--- AVAILABLE DATA Enclosed Below ---

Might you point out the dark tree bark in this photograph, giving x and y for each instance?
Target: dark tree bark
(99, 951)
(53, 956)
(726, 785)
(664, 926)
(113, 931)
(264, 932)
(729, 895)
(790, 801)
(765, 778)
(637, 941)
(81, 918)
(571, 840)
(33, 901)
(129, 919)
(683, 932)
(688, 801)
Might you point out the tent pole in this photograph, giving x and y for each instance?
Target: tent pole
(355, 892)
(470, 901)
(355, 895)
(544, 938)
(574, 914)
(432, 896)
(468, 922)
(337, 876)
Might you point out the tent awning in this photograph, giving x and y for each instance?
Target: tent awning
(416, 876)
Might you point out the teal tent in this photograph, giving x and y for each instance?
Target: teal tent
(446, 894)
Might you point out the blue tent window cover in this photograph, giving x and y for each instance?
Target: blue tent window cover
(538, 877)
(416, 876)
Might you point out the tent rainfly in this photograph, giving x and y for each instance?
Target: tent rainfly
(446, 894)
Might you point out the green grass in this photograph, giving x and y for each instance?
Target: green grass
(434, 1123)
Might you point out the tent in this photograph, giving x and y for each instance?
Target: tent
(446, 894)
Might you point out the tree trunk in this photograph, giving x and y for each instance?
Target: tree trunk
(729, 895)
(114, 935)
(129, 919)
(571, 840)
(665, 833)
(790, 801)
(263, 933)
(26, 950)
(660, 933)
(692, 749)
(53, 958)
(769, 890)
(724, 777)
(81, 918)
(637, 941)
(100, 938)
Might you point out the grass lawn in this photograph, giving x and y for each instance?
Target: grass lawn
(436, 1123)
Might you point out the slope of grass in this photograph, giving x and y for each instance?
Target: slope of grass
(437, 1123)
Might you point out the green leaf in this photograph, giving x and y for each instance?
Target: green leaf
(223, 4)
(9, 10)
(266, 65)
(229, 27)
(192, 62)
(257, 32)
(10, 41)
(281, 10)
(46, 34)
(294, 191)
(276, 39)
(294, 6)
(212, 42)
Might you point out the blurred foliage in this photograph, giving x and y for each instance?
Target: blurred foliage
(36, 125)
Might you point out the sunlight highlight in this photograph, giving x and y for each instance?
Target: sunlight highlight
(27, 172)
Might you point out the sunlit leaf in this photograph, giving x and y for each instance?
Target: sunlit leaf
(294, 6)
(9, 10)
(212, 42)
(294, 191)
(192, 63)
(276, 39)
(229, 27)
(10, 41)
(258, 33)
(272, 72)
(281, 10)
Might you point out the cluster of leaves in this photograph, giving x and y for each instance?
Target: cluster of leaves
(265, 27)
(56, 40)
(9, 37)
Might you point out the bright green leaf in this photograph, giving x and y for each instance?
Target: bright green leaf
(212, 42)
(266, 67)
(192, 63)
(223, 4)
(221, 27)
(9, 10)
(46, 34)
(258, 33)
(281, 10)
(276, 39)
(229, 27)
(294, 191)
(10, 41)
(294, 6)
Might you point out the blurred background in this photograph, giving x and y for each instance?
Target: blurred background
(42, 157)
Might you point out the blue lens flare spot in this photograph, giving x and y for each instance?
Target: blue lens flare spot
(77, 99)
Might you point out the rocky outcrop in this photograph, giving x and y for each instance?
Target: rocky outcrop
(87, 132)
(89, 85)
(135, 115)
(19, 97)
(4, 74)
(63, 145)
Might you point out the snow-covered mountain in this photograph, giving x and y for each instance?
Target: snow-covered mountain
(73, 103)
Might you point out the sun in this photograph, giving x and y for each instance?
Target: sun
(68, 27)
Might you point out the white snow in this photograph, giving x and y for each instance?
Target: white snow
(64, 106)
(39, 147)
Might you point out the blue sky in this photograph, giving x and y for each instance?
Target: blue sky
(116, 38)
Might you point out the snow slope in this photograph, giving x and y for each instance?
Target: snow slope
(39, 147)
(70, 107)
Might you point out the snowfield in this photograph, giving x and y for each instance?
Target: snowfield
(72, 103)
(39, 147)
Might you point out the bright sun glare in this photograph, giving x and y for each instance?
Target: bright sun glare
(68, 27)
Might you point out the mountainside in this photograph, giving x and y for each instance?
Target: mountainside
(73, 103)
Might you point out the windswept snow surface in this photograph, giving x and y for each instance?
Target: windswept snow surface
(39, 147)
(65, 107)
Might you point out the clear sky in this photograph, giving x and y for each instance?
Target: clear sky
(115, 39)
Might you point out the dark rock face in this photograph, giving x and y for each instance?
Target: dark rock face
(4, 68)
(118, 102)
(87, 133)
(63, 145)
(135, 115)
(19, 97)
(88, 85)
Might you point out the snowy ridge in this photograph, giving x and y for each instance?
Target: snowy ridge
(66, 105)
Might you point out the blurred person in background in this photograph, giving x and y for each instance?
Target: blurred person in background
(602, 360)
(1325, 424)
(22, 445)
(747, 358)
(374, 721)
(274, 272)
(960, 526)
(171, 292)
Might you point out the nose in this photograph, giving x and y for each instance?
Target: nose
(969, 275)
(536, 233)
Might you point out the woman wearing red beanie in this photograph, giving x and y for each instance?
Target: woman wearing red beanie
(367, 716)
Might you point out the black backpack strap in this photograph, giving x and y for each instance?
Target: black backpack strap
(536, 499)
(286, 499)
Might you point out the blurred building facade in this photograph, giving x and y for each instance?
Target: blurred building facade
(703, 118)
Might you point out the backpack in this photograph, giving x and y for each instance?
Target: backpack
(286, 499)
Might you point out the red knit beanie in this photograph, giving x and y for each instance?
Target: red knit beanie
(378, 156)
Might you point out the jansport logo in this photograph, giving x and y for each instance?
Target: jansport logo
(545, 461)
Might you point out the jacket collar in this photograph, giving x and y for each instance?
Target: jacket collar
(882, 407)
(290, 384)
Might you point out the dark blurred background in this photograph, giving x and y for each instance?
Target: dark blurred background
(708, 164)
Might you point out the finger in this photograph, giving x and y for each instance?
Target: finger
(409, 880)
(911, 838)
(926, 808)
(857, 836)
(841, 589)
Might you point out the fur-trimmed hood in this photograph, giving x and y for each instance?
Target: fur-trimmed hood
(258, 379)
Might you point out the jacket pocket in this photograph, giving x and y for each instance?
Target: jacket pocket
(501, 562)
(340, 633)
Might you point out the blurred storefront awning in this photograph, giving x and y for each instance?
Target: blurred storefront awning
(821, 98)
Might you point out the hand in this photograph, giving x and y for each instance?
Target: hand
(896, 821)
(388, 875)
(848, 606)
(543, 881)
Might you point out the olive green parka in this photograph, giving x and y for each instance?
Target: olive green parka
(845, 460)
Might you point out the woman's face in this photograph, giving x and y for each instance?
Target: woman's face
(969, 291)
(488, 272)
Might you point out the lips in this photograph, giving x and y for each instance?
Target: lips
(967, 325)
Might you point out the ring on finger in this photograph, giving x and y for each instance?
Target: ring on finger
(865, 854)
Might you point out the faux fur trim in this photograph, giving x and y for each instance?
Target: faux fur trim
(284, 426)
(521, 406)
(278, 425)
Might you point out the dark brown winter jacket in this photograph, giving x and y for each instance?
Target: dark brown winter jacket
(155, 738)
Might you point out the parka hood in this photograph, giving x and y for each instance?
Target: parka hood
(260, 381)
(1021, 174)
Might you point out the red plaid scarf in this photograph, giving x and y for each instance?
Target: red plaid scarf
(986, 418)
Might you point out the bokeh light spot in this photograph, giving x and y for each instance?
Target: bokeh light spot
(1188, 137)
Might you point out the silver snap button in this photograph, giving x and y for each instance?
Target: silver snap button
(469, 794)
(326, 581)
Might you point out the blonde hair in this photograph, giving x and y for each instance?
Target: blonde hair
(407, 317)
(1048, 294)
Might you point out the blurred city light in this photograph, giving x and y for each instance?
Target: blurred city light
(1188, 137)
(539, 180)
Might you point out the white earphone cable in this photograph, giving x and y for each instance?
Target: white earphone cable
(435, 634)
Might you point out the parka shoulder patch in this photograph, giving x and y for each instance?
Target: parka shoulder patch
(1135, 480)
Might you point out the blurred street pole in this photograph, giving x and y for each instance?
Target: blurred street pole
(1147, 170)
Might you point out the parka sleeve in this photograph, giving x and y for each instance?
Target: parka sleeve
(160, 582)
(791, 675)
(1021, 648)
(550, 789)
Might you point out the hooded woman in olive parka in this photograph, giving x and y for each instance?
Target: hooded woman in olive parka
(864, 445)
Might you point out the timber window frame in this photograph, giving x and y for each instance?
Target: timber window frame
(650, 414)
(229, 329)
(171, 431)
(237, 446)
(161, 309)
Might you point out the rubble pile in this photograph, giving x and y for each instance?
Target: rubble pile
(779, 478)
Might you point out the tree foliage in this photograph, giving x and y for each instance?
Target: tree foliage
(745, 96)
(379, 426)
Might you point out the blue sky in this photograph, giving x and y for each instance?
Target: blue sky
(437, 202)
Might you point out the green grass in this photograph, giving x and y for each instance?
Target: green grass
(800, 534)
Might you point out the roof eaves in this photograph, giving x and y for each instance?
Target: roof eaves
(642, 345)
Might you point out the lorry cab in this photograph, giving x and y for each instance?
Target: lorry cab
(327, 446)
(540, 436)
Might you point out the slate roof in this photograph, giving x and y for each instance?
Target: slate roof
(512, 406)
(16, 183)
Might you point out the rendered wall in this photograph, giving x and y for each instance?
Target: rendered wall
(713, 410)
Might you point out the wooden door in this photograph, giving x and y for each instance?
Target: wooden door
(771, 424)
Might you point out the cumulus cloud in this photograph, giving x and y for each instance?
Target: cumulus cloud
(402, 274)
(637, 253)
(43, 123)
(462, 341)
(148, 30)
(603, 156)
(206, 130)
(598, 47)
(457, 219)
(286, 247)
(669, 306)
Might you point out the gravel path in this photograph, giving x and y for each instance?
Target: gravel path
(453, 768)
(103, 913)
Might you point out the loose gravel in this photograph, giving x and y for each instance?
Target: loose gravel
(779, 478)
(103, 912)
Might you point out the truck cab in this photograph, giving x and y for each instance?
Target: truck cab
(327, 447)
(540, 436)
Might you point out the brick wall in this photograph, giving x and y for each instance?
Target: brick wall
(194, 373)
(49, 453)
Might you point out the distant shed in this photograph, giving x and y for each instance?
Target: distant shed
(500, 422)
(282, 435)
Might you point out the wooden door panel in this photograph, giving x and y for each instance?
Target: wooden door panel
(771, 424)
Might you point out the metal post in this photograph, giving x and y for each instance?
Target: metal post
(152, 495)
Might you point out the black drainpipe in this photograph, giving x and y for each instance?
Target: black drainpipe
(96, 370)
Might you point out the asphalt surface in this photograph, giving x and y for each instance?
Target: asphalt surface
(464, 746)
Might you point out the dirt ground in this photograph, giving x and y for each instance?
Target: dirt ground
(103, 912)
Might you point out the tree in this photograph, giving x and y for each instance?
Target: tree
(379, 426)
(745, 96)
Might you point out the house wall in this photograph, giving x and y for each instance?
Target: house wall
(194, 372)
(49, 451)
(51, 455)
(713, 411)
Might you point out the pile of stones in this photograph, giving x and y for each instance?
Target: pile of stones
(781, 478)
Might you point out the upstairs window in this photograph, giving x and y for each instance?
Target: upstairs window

--- End of Enclosed AVAILABLE DATA ---

The answer consists of the line holding "Might you point out the upstairs" and every line after it up to the end of the records, word for word.

Might you point out the upstairs window in this photograph, giving x and y for each instance?
Target: upstairs window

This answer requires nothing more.